• _DOCUMENT SECTION_
· · · · · · ·

LAND USE IN LA - Cue the “Imperial March.” 

In yet another self-righteous headline, the LA Times editorial board declaims: “Shame on SoCal leaders for backing a ballot measure to roll back housing fixes.” 

If it weren’t so absurd, one might rather describe the Times editorial board’s editorializing itself as “shameful.” 

If it weren’t so utterly divorced from reality, one might rather describe the Times editorial board’s editorializing as “chutzpah.”  There are so many factual errors, that it is difficult to know where to begin. 

If it weren’t in keeping with the LA Times’s shameful history of real estate boosterism and growth fetishism, one might describe the Times editorial board’s editorializing as a textbook definition of “hypocrisy.” 

It probably doesn’t help much to call out shills, who evidently know no shame, as shameful. 

The editorial is the latest in a series of propaganda pieces in the service of the forced densification, a proxy war on single-family neighborhoods and homeownership, and a retrograde defense of the further commodification of housing, as the Times bids fair to be the paper of record for the Urban Growth Machine.

· · · · · · ·

• _REQUIRED ACTIONS_
**A.** Which words in quotation marks does the land-use commentary offer as things one might call the Times editorial board's editorializing?
**B.** Can you turn the land-use commentary's paragraph that begins "The editorial is the latest" into a short bulleted list that keeps its main points?
**C.** In the land-use commentary, what does the part that opens with the words containing "LAND USE IN LA" and closes with "where to begin." read like once "editorial board" is swapped for "opinion staff"?
Answer each of these from the land-use commentary alone.

• _GIVEN INFORMATION_

· · · · · · ·

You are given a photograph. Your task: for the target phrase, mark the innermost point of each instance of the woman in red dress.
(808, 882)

· · · · · · ·

• _ANSWERS PER TASK_
**A.**
"shameful"
"chutzpah"
"hypocrisy"

**B.**
- The editorial is the newest in a series of propaganda pieces.
- The series serves forced densification, a proxy war on single-family neighborhoods and homeownership.
- It also serves a retrograde defense of further commodifying housing.
- The Times bids fair to be the paper of record for the Urban Growth Machine.

**C.**
LAND USE IN LA - Cue the “Imperial March.” 

In yet another self-righteous headline, the LA Times opinion staff declaims: “Shame on SoCal leaders for backing a ballot measure to roll back housing fixes.” 

If it weren’t so absurd, one might rather describe the Times opinion staff’s editorializing itself as “shameful.” 

If it weren’t so utterly divorced from reality, one might rather describe the Times opinion staff’s editorializing as “chutzpah.”  There are so many factual errors, that it is difficult to know where to begin.